A word-for-word copy of the whole listing is the required answer.

────────────────────────────────────────

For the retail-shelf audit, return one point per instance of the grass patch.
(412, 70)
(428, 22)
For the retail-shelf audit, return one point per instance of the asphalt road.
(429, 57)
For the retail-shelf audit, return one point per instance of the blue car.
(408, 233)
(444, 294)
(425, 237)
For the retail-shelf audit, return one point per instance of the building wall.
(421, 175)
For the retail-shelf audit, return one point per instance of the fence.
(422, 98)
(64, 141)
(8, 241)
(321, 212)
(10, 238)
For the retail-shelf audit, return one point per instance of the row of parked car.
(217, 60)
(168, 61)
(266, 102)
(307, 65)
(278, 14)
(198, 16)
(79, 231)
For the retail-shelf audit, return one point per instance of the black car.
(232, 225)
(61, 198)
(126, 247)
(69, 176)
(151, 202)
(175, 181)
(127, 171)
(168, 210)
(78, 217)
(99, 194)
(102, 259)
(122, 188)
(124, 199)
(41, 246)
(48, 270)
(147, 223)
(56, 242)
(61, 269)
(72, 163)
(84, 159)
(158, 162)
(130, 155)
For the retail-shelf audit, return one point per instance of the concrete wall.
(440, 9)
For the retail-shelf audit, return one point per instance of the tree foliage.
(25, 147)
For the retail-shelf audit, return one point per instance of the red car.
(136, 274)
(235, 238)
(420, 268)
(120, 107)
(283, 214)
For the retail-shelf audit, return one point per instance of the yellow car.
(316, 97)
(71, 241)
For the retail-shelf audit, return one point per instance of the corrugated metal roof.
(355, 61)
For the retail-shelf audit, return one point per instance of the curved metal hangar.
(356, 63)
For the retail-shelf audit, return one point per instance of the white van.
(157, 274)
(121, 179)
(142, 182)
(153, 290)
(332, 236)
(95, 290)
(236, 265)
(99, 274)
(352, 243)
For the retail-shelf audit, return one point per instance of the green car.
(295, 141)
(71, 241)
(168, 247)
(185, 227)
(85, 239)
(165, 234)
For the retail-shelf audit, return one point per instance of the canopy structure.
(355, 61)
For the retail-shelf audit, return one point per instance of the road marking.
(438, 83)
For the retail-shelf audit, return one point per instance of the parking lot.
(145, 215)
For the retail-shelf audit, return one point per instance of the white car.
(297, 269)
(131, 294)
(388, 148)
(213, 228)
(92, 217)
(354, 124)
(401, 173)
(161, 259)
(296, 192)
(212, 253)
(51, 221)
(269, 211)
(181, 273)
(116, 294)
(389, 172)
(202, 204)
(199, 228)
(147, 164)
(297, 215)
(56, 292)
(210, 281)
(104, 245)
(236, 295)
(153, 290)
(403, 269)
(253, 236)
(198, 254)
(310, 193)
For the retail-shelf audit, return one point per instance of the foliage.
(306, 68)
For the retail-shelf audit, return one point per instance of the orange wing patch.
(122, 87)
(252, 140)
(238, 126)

────────────────────────────────────────

Exercise answer ::
For the retail-shelf audit, return one point per instance of the grass patch.
(412, 70)
(428, 22)
For the retail-shelf audit, return one point per instance of the asphalt road.
(429, 57)
For the retail-shelf audit, return one point per instance of the blue car.
(408, 233)
(444, 294)
(425, 237)
For the retail-shelf audit, return one point per instance of the building wall.
(421, 175)
For the retail-shelf audit, return one point per instance of the fence.
(422, 98)
(64, 141)
(8, 241)
(321, 212)
(10, 238)
For the retail-shelf audit, return one point per instance of the row of parked car.
(217, 60)
(168, 61)
(266, 102)
(307, 65)
(278, 14)
(198, 16)
(79, 231)
For the retail-shelf audit, return one point per instance of the black car.
(232, 225)
(61, 198)
(126, 247)
(69, 176)
(151, 202)
(175, 181)
(127, 171)
(168, 210)
(78, 217)
(99, 194)
(102, 259)
(122, 188)
(124, 199)
(41, 246)
(48, 270)
(147, 223)
(56, 242)
(61, 269)
(72, 163)
(84, 159)
(158, 162)
(130, 155)
For the retail-shelf audit, return one point per instance of the concrete wall.
(440, 9)
For the retail-shelf audit, return one point per instance of the tree foliage.
(25, 147)
For the retail-shelf audit, return one point per instance of the red car.
(136, 274)
(235, 238)
(420, 268)
(120, 107)
(283, 214)
For the retail-shelf audit, return one point per instance of the yellow car.
(316, 97)
(71, 241)
For the retail-shelf audit, return one point per instance of the corrugated metal roof.
(355, 61)
For the retail-shelf audit, return one point per instance of the curved metal hangar.
(356, 63)
For the retail-shelf audit, return one point per instance of the white van.
(157, 274)
(121, 179)
(142, 182)
(153, 290)
(332, 236)
(95, 290)
(236, 265)
(99, 274)
(352, 243)
For the retail-shelf audit, return one point per instance of the green car.
(295, 141)
(71, 241)
(168, 247)
(185, 227)
(85, 239)
(165, 234)
For the retail-shelf audit, return one point per instance of the canopy structure.
(355, 61)
For the retail-shelf audit, return one point per instance of the road marking.
(438, 83)
For the retail-shelf audit, return one point per instance of the parking lot.
(145, 215)
For the retail-shelf audit, return one point per instance of the white car.
(297, 269)
(131, 294)
(388, 148)
(213, 228)
(92, 217)
(354, 124)
(401, 173)
(161, 259)
(296, 192)
(212, 253)
(51, 221)
(269, 211)
(181, 273)
(116, 294)
(389, 172)
(202, 204)
(199, 228)
(147, 164)
(297, 215)
(56, 292)
(210, 281)
(104, 245)
(236, 295)
(153, 290)
(403, 269)
(253, 236)
(198, 254)
(310, 193)
For the retail-shelf audit, return one point per instance of the foliage.
(306, 68)
For the retail-shelf audit, return one point per instance of the orange wing patch.
(122, 87)
(252, 140)
(238, 126)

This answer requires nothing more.